■ Your goal: Please repeat all of the listing exactly.

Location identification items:
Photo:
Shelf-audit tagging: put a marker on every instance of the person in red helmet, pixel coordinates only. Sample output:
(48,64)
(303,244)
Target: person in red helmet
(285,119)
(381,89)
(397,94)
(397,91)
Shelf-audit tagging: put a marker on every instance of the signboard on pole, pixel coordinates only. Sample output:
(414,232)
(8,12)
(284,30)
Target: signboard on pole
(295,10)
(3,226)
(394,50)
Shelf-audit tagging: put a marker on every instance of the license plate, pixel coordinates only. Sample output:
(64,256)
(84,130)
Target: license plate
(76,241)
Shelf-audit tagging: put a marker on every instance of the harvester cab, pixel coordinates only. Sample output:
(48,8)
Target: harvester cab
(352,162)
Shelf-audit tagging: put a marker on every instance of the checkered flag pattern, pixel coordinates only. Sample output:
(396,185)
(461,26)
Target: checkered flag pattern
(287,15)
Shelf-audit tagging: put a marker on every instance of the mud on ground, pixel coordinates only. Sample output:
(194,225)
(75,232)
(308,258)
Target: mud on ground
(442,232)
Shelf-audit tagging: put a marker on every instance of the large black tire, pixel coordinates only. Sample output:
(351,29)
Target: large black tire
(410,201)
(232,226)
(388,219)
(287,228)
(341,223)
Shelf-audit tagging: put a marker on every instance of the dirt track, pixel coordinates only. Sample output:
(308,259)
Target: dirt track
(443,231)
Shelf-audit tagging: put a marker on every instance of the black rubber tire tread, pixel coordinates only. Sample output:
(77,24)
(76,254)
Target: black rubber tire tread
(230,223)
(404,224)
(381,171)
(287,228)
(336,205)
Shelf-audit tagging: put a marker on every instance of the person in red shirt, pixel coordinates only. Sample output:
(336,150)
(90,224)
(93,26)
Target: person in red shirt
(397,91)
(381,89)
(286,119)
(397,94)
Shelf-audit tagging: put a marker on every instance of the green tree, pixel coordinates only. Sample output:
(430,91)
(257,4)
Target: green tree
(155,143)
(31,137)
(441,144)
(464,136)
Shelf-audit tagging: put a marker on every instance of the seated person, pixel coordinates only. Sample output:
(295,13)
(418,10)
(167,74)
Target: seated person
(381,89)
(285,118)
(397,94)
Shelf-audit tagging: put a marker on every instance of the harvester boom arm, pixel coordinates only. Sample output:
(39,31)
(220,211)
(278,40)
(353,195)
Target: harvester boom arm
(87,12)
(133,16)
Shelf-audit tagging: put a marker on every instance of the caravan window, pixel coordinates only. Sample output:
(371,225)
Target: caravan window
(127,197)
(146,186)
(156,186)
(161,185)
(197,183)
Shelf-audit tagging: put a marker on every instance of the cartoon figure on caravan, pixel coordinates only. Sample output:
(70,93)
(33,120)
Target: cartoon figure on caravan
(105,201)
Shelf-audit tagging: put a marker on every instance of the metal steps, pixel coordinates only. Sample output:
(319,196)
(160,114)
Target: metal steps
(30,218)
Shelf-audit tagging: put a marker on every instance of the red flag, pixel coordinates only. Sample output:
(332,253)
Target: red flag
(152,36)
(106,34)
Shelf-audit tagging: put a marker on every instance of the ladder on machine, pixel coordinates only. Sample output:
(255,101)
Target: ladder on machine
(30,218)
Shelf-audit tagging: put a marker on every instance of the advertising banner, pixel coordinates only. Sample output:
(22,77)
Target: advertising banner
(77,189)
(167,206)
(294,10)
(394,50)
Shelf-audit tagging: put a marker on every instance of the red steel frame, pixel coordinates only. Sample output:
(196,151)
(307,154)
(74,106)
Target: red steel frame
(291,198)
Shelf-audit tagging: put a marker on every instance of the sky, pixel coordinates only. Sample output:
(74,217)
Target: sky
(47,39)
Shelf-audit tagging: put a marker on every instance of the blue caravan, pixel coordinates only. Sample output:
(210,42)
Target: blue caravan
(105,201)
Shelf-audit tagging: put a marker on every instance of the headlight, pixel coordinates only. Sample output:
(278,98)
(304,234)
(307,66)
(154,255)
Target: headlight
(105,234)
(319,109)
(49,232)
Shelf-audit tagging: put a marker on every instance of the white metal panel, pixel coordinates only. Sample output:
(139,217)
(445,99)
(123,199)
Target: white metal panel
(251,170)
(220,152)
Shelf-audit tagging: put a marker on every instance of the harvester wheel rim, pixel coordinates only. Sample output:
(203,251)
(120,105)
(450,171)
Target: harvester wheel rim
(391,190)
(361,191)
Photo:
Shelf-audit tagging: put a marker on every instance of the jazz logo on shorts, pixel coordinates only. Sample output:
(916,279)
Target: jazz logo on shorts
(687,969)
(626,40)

■ Written response:
Photo:
Shelf-audit tagging: put a marker on every instance of the person in red helmet, pixel coordinates only. Sample output:
(48,64)
(303,244)
Target: person in red helmet
(285,119)
(381,89)
(397,94)
(397,91)
Shelf-audit tagging: put a marker on every instance of the signboard on pole, pixel coordinates only. Sample output:
(414,232)
(8,12)
(284,30)
Target: signboard on pole
(295,10)
(3,226)
(394,50)
Shelf-audit tagging: put a marker on every instance of the license plate, pixel coordinates only. Sample output:
(64,256)
(84,130)
Target: license plate
(76,241)
Shelf-audit tagging: put a marker on every instance of the harvester cab, pixel coordinates only. Sample output:
(48,8)
Target: harvester cab
(352,162)
Shelf-audit tagging: put a marker on every instance of the checkered flag pattern, pixel coordinates only. Sample output:
(396,185)
(461,26)
Target: checkered flag pattern
(287,15)
Shelf-audit tagging: put a marker on every instance of the mud on ground, pixel coordinates only. Sample output:
(194,225)
(75,232)
(308,258)
Target: mud on ground
(442,232)
Shelf-audit tagging: put a marker on every instance of the large black tire, pixel coordinates only. Sample output:
(351,29)
Target: large black tire
(410,201)
(232,226)
(388,219)
(287,228)
(341,223)
Shelf-audit tagging: put a marker on every instance of the dirt track, pixel coordinates only. Sample output:
(308,259)
Target: dirt track
(443,231)
Shelf-audit tagging: put a marker on every instance of the black rubber tire tread, pixel coordinates only. Sample output:
(77,24)
(76,254)
Target: black rubber tire tread
(230,223)
(404,224)
(381,171)
(287,228)
(336,205)
Shelf-audit tagging: put a marker on every instance of the person in red shirt, pixel coordinates only. Sample output:
(336,150)
(90,224)
(93,26)
Target: person in red shirt
(397,91)
(381,89)
(286,119)
(397,94)
Shelf-audit tagging: put a marker on every instance of the green tree, pixel coordinates only. Sample output:
(430,91)
(257,4)
Target: green tree
(155,143)
(31,137)
(441,144)
(464,136)
Shelf-audit tagging: put a marker on every instance of the seated person, pixel coordinates only. Sample output:
(295,13)
(418,10)
(167,74)
Target: seated person
(381,89)
(285,118)
(397,94)
Shelf-audit tagging: put a marker on every instance of the harvester boom arm, pixel coordinates only. Sample output:
(39,31)
(220,211)
(278,40)
(353,195)
Target: harvester boom arm
(87,12)
(133,16)
Shelf-audit tagging: put a marker on every instance of the caravan window, pixel coordinates only. Sample output:
(371,225)
Target: caravan window
(127,197)
(146,186)
(156,186)
(161,185)
(197,183)
Shelf-audit tagging: put a marker on every instance of the cartoon figure on caravan, pixel coordinates only. Sample output:
(70,93)
(33,120)
Target: cartoon figure on caravan
(105,201)
Shelf-audit tagging: put a marker on every instance of the metal steps, pixel coordinates only. Sample output:
(319,196)
(160,114)
Target: metal steps
(30,218)
Shelf-audit tagging: put a marker on every instance of the red flag, pixel coordinates only. Sample output:
(332,253)
Target: red flag
(152,36)
(106,34)
Shelf-audit tagging: put a marker on every instance of the ladder on machine, pixel coordinates only. Sample output:
(255,101)
Target: ladder on machine
(30,218)
Shelf-audit tagging: put a marker on every instance of the advertising banner, pixel coordinates only. Sample output:
(22,77)
Target: advertising banner
(77,189)
(167,206)
(294,10)
(394,50)
Shelf-audit tagging: put a marker on every instance of the red steel frame, pixel coordinates only. Sample output:
(196,151)
(307,154)
(74,106)
Target: red steel frame
(291,198)
Shelf-audit tagging: put a marker on every instance of the sky, pixel coordinates only. Sample output:
(74,217)
Target: sky
(47,39)
Shelf-audit tagging: put a marker on every instance of the blue caravan, pixel coordinates only. Sample output:
(210,42)
Target: blue caravan
(105,201)
Shelf-audit tagging: put a marker on every instance of the headlight, pixel coordinates only. Sample output:
(278,98)
(304,234)
(307,66)
(154,255)
Target: headlight
(105,234)
(319,109)
(49,232)
Shelf-audit tagging: put a marker on every instance of the white metal panel, pixel coordinates only. Sample output:
(139,217)
(445,99)
(123,199)
Target: white metal panel
(251,170)
(220,152)
Shelf-audit tagging: put a marker on every instance of the harvester wheel rim, pixel coordinates only. Sample output:
(203,251)
(120,105)
(450,171)
Target: harvester wheel rim
(391,190)
(361,191)
Photo:
Shelf-audit tagging: put a marker on every instance of the jazz logo on shorts, pixel coordinates only. Sample output:
(916,279)
Target: jazz logo on shorts
(687,969)
(626,40)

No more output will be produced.